GOAL OF THE EXERCISE =
Wherever a line of the data contains "below", copy that line.
***** DATA FOR THE TASK *****
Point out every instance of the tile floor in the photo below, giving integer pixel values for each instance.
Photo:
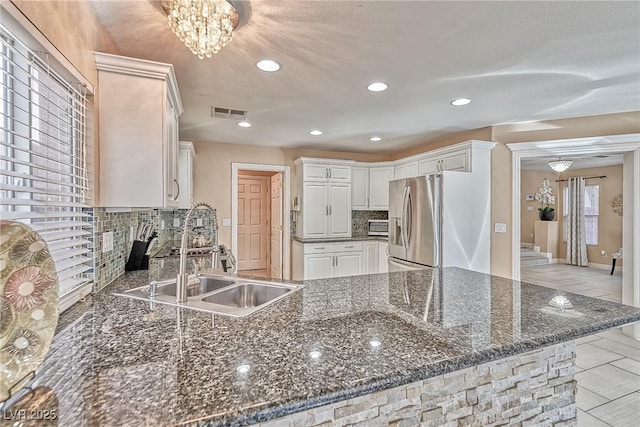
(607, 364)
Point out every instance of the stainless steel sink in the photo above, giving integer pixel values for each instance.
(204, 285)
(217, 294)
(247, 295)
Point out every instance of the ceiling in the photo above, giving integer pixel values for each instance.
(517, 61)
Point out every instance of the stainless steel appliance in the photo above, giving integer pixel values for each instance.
*****
***** DATA FOR THE TASK *****
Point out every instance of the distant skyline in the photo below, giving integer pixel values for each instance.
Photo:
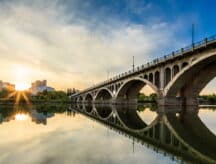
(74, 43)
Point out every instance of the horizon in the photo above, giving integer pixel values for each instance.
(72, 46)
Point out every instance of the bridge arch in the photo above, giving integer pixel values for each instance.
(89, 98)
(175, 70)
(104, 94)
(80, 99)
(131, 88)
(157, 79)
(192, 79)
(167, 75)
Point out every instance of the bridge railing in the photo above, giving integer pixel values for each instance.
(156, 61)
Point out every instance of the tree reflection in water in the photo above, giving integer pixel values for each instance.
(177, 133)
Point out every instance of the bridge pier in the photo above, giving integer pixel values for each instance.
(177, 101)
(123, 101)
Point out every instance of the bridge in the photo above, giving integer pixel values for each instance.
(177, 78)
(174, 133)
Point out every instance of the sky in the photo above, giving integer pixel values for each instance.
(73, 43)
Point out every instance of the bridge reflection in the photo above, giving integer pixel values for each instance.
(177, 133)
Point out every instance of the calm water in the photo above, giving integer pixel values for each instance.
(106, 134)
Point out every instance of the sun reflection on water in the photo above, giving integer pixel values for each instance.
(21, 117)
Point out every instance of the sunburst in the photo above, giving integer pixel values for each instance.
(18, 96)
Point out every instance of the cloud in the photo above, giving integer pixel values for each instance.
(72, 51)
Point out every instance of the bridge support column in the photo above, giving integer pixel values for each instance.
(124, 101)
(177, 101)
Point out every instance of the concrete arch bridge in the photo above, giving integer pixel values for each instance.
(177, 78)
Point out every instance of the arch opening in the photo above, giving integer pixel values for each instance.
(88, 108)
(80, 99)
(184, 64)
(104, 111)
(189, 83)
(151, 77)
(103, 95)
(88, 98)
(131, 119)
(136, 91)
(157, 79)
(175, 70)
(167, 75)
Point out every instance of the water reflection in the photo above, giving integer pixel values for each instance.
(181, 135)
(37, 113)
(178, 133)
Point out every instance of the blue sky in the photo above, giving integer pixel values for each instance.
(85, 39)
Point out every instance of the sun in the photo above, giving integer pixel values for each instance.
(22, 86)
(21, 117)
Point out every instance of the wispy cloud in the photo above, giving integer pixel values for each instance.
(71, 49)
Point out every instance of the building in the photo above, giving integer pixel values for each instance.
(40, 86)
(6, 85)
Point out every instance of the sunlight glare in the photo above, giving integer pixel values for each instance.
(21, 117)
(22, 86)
*****
***** DATA FOR THE TASK *****
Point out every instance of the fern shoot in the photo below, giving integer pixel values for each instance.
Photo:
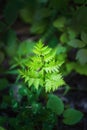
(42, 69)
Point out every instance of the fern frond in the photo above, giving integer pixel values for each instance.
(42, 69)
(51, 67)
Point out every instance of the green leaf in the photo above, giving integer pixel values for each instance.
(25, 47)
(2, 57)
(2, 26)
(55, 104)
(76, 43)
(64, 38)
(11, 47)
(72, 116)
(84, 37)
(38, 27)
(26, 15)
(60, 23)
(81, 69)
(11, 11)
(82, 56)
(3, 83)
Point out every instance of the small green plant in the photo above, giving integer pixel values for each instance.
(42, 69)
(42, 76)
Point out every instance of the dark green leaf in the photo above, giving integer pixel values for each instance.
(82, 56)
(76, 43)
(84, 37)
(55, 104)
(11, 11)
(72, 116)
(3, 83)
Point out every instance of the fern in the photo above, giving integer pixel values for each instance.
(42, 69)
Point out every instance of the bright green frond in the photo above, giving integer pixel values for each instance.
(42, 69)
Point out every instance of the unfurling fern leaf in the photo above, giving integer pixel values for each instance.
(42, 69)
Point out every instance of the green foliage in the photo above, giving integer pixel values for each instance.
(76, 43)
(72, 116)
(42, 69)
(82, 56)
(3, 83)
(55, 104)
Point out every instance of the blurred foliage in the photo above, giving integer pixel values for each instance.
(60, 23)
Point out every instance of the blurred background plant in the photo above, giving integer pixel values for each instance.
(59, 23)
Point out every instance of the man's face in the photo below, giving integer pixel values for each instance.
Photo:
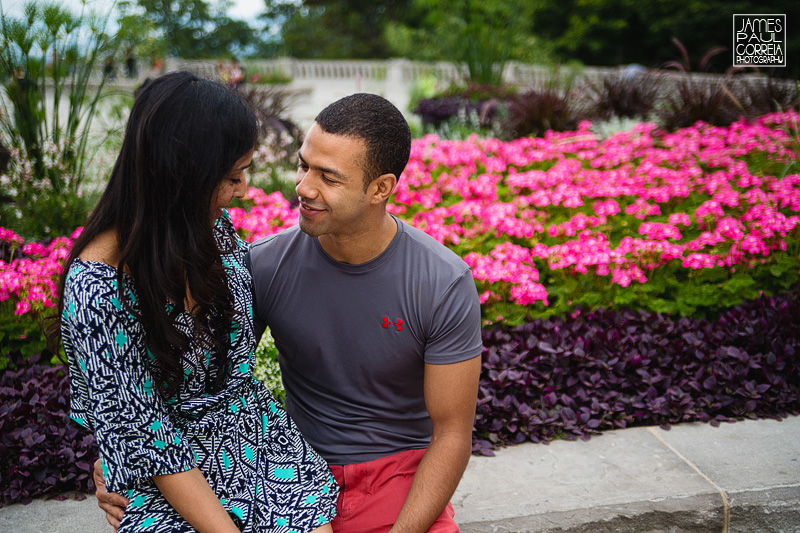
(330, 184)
*****
TASK RESULT =
Point out every instance of the tile floor in the photo below, giving integer pixel values for each instance.
Point out every instance of the distant skyline in the photo below, giving integer pixel values for each instance.
Point out every instance of the fern shoot in the photo below, giving integer pixel values for each instance.
Point out every instance of the man's face in the photo below, giving integer pixel values for each instance.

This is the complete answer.